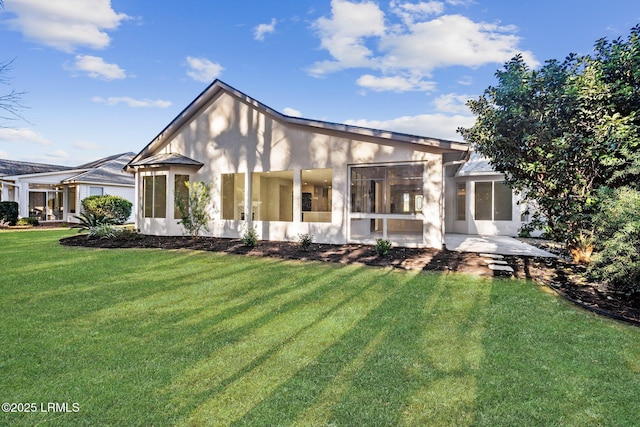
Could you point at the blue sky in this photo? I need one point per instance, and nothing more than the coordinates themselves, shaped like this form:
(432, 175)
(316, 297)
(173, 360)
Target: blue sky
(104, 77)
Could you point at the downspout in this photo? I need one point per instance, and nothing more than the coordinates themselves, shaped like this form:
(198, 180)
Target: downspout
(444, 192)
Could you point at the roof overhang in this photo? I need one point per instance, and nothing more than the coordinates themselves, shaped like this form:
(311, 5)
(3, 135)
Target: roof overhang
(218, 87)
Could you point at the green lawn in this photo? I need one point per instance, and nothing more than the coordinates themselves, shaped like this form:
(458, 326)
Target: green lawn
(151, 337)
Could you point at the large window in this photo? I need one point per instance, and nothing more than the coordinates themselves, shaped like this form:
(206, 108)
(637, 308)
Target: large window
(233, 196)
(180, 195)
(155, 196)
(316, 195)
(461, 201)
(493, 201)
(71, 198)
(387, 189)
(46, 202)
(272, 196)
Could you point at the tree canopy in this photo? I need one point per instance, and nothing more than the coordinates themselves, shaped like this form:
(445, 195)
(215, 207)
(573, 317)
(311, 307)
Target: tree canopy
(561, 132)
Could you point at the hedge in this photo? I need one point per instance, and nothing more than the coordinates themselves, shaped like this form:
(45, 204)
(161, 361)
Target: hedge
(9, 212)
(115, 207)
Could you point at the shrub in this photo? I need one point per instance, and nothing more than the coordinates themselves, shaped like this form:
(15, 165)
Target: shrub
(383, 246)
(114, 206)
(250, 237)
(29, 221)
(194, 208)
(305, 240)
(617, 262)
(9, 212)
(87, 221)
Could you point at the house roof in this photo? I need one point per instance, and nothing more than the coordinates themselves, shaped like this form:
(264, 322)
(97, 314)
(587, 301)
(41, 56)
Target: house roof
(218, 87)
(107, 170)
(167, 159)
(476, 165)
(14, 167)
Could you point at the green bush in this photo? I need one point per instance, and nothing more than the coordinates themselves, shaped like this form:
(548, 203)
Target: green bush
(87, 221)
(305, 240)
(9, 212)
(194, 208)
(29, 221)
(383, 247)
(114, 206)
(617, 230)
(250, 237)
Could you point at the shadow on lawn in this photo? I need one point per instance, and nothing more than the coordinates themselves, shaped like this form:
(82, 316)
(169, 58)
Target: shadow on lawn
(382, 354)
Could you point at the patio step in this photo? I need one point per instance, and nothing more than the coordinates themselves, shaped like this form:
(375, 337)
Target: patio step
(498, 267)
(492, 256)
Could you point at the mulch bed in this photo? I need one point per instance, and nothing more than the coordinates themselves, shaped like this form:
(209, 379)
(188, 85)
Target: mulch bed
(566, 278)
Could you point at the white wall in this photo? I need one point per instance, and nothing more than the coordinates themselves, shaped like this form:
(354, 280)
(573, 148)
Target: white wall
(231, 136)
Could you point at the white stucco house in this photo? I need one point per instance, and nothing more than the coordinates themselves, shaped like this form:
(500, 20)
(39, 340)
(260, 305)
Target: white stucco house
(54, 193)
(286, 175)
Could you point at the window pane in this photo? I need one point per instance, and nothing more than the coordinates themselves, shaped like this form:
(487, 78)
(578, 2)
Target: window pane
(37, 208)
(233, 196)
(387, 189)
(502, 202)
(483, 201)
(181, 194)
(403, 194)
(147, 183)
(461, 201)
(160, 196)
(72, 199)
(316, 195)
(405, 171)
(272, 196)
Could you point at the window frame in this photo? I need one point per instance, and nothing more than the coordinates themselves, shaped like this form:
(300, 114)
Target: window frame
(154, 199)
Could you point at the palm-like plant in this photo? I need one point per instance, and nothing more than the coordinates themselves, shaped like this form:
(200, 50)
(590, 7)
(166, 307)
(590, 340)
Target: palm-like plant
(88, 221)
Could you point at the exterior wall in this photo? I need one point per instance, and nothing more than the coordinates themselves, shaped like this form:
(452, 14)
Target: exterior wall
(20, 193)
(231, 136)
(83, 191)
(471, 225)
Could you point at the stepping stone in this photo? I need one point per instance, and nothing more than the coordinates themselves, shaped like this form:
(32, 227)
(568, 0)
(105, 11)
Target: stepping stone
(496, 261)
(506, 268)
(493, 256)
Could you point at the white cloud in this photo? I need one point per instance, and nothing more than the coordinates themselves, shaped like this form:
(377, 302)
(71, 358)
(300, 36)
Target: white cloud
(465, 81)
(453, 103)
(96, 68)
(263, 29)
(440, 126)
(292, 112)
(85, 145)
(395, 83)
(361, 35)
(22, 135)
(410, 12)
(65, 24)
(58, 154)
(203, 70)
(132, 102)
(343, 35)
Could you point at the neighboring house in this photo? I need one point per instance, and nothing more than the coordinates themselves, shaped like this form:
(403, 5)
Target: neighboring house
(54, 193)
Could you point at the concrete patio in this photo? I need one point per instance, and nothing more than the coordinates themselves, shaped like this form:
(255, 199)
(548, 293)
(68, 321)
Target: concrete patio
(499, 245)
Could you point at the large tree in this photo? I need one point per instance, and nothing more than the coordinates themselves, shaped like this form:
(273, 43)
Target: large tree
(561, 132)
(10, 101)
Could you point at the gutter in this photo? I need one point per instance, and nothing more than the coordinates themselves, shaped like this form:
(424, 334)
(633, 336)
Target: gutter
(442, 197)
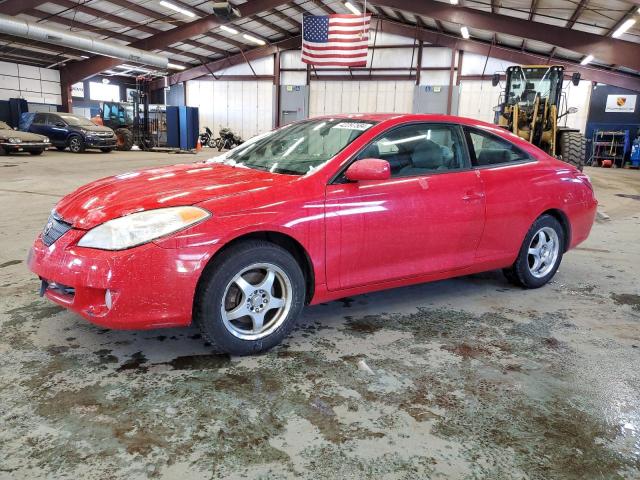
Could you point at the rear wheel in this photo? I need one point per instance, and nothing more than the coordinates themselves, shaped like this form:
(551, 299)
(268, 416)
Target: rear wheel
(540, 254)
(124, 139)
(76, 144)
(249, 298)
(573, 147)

Goal:
Return verbatim every line from the line containing "Could you point at the large tree" to the last line of the entries above, inclusive, and leave out the pictures.

Answer:
Could you point at the large tree in this photo? I need one point per instance, and nothing more than the coordinates themselves, shaped like this form:
(273, 43)
Target: large tree
(561, 132)
(10, 101)
Could you point at the gutter in this photo? I need one point per instance, and nothing more than the coordinates themselves, shaped like this form:
(424, 334)
(633, 336)
Target: gutter
(442, 197)
Could you point at the rear wheel in this photo? I need one point per instance, and nothing more than the coordinates themselves, shaped like this form:
(551, 299)
(268, 416)
Target: rear wheel
(540, 254)
(124, 139)
(76, 144)
(249, 298)
(573, 147)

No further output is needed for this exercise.